#### Short problem
Can all of these lines be returned exactly?

.....

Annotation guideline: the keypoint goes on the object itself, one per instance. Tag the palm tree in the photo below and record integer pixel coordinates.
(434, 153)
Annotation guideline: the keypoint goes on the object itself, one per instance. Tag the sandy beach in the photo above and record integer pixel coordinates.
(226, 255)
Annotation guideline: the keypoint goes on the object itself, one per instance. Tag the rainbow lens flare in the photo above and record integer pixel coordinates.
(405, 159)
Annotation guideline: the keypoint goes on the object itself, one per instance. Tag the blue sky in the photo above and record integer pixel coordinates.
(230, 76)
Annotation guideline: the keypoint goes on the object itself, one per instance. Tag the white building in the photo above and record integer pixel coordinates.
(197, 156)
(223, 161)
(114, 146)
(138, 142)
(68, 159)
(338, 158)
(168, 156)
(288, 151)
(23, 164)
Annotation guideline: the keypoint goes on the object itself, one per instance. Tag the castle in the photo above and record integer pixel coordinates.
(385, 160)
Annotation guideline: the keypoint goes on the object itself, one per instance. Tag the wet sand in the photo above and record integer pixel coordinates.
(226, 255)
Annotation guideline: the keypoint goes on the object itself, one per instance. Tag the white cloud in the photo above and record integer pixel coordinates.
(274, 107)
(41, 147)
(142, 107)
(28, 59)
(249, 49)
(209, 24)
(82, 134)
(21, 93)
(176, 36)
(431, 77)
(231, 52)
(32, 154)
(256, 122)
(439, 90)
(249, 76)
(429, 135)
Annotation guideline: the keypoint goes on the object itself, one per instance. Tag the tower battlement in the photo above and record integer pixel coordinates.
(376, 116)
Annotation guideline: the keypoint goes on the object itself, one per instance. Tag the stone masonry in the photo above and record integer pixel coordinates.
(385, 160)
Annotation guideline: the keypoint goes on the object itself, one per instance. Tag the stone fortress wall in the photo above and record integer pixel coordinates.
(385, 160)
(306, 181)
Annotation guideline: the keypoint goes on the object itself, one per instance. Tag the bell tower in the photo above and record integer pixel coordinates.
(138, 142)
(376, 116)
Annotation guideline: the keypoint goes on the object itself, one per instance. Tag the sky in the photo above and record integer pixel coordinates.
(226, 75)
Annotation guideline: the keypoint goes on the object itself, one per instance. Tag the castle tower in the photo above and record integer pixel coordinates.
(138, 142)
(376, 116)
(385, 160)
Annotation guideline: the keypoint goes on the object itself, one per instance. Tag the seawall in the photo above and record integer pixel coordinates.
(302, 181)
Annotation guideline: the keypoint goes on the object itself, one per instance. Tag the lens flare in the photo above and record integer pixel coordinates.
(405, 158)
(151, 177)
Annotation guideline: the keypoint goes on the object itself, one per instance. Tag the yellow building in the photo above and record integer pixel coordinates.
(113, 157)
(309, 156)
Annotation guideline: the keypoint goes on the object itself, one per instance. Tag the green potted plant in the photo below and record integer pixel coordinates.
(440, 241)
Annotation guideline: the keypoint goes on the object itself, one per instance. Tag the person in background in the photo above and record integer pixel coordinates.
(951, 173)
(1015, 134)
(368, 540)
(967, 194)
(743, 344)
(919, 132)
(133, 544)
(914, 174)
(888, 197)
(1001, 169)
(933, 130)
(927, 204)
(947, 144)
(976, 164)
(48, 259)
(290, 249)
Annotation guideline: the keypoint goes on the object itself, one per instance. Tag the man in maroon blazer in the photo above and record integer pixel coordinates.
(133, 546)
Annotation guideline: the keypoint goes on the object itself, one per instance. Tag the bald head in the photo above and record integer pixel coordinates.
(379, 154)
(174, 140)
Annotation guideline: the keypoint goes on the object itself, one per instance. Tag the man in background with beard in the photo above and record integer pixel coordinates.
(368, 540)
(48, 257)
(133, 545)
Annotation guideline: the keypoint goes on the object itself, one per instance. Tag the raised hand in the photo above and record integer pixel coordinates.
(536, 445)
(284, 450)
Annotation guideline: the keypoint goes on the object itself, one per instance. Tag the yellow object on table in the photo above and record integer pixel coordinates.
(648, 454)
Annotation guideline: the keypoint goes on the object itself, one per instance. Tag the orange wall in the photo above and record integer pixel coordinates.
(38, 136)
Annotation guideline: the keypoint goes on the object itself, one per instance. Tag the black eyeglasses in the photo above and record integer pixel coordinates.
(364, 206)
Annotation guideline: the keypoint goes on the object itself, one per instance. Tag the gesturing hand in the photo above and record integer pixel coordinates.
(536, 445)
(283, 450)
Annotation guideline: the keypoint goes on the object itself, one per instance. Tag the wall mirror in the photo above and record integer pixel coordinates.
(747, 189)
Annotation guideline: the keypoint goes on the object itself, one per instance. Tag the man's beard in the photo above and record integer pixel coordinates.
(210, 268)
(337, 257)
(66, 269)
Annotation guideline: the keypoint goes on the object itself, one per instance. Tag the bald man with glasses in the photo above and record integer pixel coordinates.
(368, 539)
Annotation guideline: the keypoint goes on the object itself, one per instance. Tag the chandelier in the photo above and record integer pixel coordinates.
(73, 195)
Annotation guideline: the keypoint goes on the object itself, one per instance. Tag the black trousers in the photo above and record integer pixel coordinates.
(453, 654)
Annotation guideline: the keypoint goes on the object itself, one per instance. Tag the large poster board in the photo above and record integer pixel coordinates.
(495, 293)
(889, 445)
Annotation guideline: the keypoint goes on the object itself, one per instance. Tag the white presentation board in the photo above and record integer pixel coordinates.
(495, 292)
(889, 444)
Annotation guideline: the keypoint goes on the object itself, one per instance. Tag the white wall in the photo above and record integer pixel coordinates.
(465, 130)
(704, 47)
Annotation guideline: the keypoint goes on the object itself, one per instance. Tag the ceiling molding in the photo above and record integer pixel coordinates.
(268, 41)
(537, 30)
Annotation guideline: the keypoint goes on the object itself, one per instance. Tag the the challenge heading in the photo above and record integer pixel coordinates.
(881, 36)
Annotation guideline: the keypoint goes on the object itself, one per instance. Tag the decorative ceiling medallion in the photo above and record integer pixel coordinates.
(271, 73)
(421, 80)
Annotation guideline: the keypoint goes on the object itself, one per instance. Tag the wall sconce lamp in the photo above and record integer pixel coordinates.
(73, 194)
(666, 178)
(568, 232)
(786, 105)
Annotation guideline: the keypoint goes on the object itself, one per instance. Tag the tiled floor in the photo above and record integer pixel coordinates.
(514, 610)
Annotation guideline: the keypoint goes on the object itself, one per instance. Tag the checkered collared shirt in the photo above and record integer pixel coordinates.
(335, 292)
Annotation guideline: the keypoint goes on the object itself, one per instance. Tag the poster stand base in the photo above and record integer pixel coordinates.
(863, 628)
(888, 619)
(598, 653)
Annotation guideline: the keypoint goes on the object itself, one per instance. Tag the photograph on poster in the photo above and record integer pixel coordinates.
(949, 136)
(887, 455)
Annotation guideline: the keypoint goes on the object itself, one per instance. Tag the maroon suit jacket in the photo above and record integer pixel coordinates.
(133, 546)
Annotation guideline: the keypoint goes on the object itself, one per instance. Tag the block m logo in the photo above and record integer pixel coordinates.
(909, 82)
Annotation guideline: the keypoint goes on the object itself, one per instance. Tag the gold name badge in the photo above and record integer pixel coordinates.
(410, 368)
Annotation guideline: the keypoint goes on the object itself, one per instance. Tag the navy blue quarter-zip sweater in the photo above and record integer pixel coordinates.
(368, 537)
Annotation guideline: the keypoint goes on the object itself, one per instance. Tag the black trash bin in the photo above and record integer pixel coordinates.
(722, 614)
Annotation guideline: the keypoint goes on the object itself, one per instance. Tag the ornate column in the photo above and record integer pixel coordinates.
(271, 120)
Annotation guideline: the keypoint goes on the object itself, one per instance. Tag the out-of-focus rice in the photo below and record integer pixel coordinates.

.....

#### Response
Annotation guideline: the keypoint goes on the object itself, one per instance. Tag the palm tree in the photo below and record integer pixel coordinates.
(434, 153)
Annotation guideline: the keypoint goes on the object itself, one per instance. Tag the sandy beach in the photo above and record integer pixel coordinates.
(226, 255)
Annotation guideline: the keypoint goes on the object itself, one per instance. Tag the rainbow lens flare in the photo above and record integer pixel coordinates.
(405, 159)
Annotation guideline: the keypoint goes on the object itself, one per instance. Tag the blue sky in the photo above and record integer pixel coordinates.
(230, 76)
Annotation guideline: the keypoint goes on the object itself, one per instance. Tag the white building in the photo above and record integer pixel coordinates.
(197, 156)
(223, 161)
(114, 146)
(138, 142)
(68, 159)
(338, 158)
(168, 156)
(288, 151)
(23, 164)
Annotation guideline: the keypoint goes on the object itself, one per instance. Tag the castle in the photo above and record integer pixel coordinates.
(385, 160)
Annotation guideline: the keypoint goes on the object itself, one per instance. Tag the wet sand in the photo above and record integer pixel coordinates.
(226, 255)
Annotation guideline: the keypoint goes on the object itself, one per instance. Tag the white cloud in the photo above and record integer pixel coordinates.
(274, 107)
(41, 147)
(142, 107)
(28, 59)
(249, 49)
(209, 24)
(82, 134)
(21, 93)
(176, 36)
(431, 77)
(231, 52)
(32, 154)
(256, 122)
(439, 90)
(249, 76)
(429, 135)
Annotation guideline: the keypoint goes on the object itself, one per instance. Tag the tower battlement in the photo above and record integer pixel coordinates.
(376, 116)
Annotation guideline: the keypoint goes on the object itself, one per instance. Tag the stone masonry in the photo above and record integer pixel coordinates.
(385, 160)
Annotation guideline: the keypoint goes on the object itself, one per instance. Tag the stone fortress wall in the photo above and record integer pixel coordinates.
(385, 160)
(306, 181)
Annotation guideline: the keypoint goes on the object itself, one per instance. Tag the bell tower in the photo above and record integer pixel coordinates.
(138, 142)
(376, 116)
Annotation guideline: the keypoint goes on the object itself, one per instance. Tag the sky in the photo above and record integer pixel coordinates.
(226, 75)
Annotation guideline: the keypoint goes on the object itself, one per instance. Tag the castle tower in the photo above and record integer pixel coordinates.
(138, 142)
(376, 116)
(385, 160)
Annotation guideline: the keypoint goes on the object itself, one per instance. Tag the seawall in the photo above and record integer pixel coordinates.
(302, 181)
Annotation guideline: the keypoint goes on the object itself, one per instance. Tag the lens flare in the photo above and record integer pixel coordinates.
(405, 158)
(151, 177)
Annotation guideline: the keypoint goes on the object itself, one per instance. Tag the yellow building in the photo above and record integer pixel coordinates.
(113, 157)
(309, 156)
Annotation guideline: the keypoint goes on the object itself, one per instance. Tag the green potted plant in the photo below and record integer pixel coordinates.
(440, 241)
Annotation guideline: the keypoint goes on the object itself, one per instance. Tag the person in background in the photo above and record integer pixel coordinates.
(951, 173)
(1015, 134)
(368, 540)
(967, 194)
(743, 344)
(919, 132)
(133, 544)
(914, 174)
(888, 197)
(1001, 169)
(933, 130)
(927, 204)
(947, 144)
(976, 164)
(48, 259)
(290, 249)
Annotation guideline: the keypoint goes on the object itself, one per instance. Tag the man in maroon blazer in the photo above and record integer pixel coordinates.
(133, 546)
Annotation guideline: the keypoint goes on the object itself, one per instance. Tag the bald head in the photo above and record integer pixel coordinates.
(379, 154)
(174, 140)
Annotation guideline: the keypoint goes on the object itself, one per instance. Tag the man in background with beard in the photo above and record integer pixel coordinates.
(368, 540)
(48, 257)
(133, 545)
Annotation guideline: the keypoint goes on the object itself, one per instance. Tag the raised hand in the photo above and record integer pixel coordinates.
(536, 445)
(284, 450)
Annotation guideline: the keypoint goes on the object itself, one per instance. Tag the yellow object on table in the photo above and record integer pixel coordinates.
(648, 454)
Annotation guideline: the keypoint goes on the object itself, one per instance. Tag the orange wall in the photo above and record integer pixel coordinates.
(38, 136)
Annotation guideline: the keypoint goes on the object itself, one per instance. Tag the black eyeglasses in the photo above and record integer pixel coordinates.
(364, 206)
Annotation guideline: the keypoint goes on the object itself, one per instance. Tag the gesturing hand in the photo above and record integer pixel coordinates.
(536, 445)
(283, 450)
Annotation guideline: the keypoint goes on the object itself, one per instance. Tag the wall mirror in the photo above and record integer pixel coordinates.
(747, 189)
Annotation guideline: the keypoint goes on the object itself, one per instance. Tag the man's beard in the photo above and record integer pixel coordinates.
(210, 268)
(337, 257)
(66, 269)
Annotation guideline: the keypoint goes on the object itself, one per instance. Tag the bald man with glasses in the photo above and record integer pixel coordinates.
(368, 539)
Annotation guideline: the keypoint goes on the object itself, one per instance. Tag the chandelier in the photo above and record integer pixel coordinates.
(73, 195)
Annotation guideline: the keypoint goes on the object itself, one per instance. Tag the black trousers in the photo above and record integer pixel coordinates.
(453, 654)
Annotation guideline: the keypoint goes on the object itself, one per instance. Tag the large poster board in the photo above and record integer pixel coordinates.
(495, 293)
(889, 445)
Annotation guideline: the keypoint goes on the object itself, one per instance. Tag the white presentation board in the photo above and record integer pixel coordinates.
(495, 292)
(889, 444)
Annotation guideline: the keypoint goes on the object itself, one per instance. Tag the white wall in the photo above and record integer pixel coordinates.
(465, 130)
(704, 47)
Annotation guideline: the keypoint goes on the object itself, one per instance. Tag the ceiling molding in the photo above and record integer pixel coordinates.
(268, 41)
(537, 30)
Annotation guideline: the keypoint goes on the object itself, one per instance. Tag the the challenge heading in the photo above and record integer pixel coordinates.
(881, 36)
Annotation guideline: the keypoint goes on the object itself, one per instance. Tag the decorative ceiling medallion in the photo above and record integer pixel coordinates.
(271, 73)
(421, 80)
Annotation guideline: the keypoint goes on the object itself, one per instance. Tag the wall sconce lamp in the photo above and record integer pixel coordinates.
(73, 194)
(666, 178)
(568, 232)
(786, 105)
Annotation guideline: the keypoint goes on the object itself, one per instance. Tag the tiled floor in the photo above and record integer pixel coordinates.
(514, 610)
Annotation guideline: the keypoint goes on the object itself, one per instance. Tag the checkered collared shirt in the photo above and record integer pixel coordinates.
(335, 292)
Annotation guideline: the keypoint goes on the object itself, one per instance. Tag the poster stand base in the photo above and record integer pixel coordinates.
(863, 628)
(888, 619)
(598, 653)
Annotation guideline: the keypoint goes on the object itself, one per instance. Tag the photograph on poster in the photo above and record integer pixel coordinates.
(949, 136)
(887, 455)
Annotation guideline: the keypoint goes on the object itself, one per instance. Tag the maroon suit jacket in the photo above and record integer pixel coordinates.
(133, 546)
Annotation guideline: the keypoint goes on the object itself, one per instance. Tag the block m logo in the photo above and record integer pixel coordinates.
(909, 82)
Annotation guideline: the keypoint goes on the object itself, one per instance. Tag the gold name badge in the photo above and record integer pixel coordinates.
(410, 368)
Annotation guideline: the keypoint goes on the object itself, one per instance. Tag the navy blue quarter-zip sweater in the photo above and record integer pixel coordinates.
(368, 537)
Annotation guideline: the keypoint goes on the object itself, one per instance. Tag the black trash bin in the photo above and record integer pixel coordinates.
(722, 614)
Annotation guideline: the keypoint goes on the object itself, one per instance. Tag the ornate column in the photo above and record integer pixel coordinates.
(271, 120)
Annotation guideline: the keypoint goes on the object itself, one per instance. Tag the out-of-focus rice in the photo below and record integer pixel coordinates.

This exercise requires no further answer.